What you are asked to do
Give again, word for word, every line in the entries below from the line with "Definition first: for each instance of the large" up to and including the line with "[[169, 520], [624, 152], [121, 336]]", and no other line.
== Input data ==
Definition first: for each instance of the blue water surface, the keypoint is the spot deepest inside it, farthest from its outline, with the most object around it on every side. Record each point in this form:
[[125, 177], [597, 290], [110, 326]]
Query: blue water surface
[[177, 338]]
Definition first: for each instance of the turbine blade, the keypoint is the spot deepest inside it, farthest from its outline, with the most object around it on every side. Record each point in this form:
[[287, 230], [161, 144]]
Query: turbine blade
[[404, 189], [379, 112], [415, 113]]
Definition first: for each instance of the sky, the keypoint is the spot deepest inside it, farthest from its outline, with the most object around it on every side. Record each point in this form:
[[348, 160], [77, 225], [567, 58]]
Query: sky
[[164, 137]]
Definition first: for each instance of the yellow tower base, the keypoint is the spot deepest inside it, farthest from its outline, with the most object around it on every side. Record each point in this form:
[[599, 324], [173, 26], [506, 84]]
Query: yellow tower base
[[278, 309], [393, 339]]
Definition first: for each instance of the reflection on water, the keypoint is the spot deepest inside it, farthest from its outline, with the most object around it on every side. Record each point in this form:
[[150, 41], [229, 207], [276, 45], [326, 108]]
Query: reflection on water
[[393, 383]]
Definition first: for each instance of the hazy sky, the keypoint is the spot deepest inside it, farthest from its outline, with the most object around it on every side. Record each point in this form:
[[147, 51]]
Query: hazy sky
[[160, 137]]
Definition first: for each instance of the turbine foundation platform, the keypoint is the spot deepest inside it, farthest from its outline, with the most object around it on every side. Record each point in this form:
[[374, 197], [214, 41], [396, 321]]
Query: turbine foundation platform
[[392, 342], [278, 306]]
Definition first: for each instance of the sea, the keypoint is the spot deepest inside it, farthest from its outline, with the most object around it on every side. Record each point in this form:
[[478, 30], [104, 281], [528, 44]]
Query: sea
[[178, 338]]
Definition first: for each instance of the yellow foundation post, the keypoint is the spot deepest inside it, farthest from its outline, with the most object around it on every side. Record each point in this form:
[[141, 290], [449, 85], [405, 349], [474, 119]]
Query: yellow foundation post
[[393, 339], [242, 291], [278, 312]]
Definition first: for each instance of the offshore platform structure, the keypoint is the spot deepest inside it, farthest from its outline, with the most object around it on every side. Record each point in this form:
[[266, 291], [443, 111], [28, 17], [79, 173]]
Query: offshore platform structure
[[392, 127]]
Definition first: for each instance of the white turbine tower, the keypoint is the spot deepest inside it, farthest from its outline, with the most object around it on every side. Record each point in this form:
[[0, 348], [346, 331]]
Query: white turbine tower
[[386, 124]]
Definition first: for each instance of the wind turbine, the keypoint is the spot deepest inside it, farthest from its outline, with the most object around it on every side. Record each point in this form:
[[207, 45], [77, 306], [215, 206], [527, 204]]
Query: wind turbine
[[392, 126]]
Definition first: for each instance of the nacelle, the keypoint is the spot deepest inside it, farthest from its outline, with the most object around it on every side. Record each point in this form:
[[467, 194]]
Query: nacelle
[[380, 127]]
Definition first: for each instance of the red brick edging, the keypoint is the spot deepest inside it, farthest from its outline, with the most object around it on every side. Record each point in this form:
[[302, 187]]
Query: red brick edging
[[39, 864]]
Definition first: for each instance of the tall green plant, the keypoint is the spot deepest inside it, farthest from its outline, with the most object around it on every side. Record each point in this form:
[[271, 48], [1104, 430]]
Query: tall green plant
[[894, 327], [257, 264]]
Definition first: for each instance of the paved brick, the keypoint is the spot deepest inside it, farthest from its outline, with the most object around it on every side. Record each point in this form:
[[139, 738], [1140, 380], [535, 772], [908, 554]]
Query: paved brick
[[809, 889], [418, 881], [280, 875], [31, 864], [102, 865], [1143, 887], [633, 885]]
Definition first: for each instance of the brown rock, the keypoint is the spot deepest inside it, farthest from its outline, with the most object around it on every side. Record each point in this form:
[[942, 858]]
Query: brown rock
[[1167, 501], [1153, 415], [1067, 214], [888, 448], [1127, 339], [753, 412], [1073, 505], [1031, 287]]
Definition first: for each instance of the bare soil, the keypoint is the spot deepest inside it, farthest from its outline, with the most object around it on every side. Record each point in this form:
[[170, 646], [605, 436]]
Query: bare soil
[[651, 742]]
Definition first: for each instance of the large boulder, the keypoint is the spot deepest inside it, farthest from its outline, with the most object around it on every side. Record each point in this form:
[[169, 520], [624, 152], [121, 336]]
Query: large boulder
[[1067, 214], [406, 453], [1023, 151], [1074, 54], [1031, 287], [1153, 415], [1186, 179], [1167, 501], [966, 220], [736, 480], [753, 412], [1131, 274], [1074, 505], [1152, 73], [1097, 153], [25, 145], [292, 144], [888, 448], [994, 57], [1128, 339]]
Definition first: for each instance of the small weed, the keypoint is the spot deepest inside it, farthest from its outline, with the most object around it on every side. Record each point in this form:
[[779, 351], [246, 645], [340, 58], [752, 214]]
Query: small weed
===
Completed exercise
Definition first: for each instance of the large boulder, the keypoint is the spot deepest inside it, farthest from its outline, with the most object around it on every side. Record each point in this form:
[[169, 520], [624, 152], [121, 336]]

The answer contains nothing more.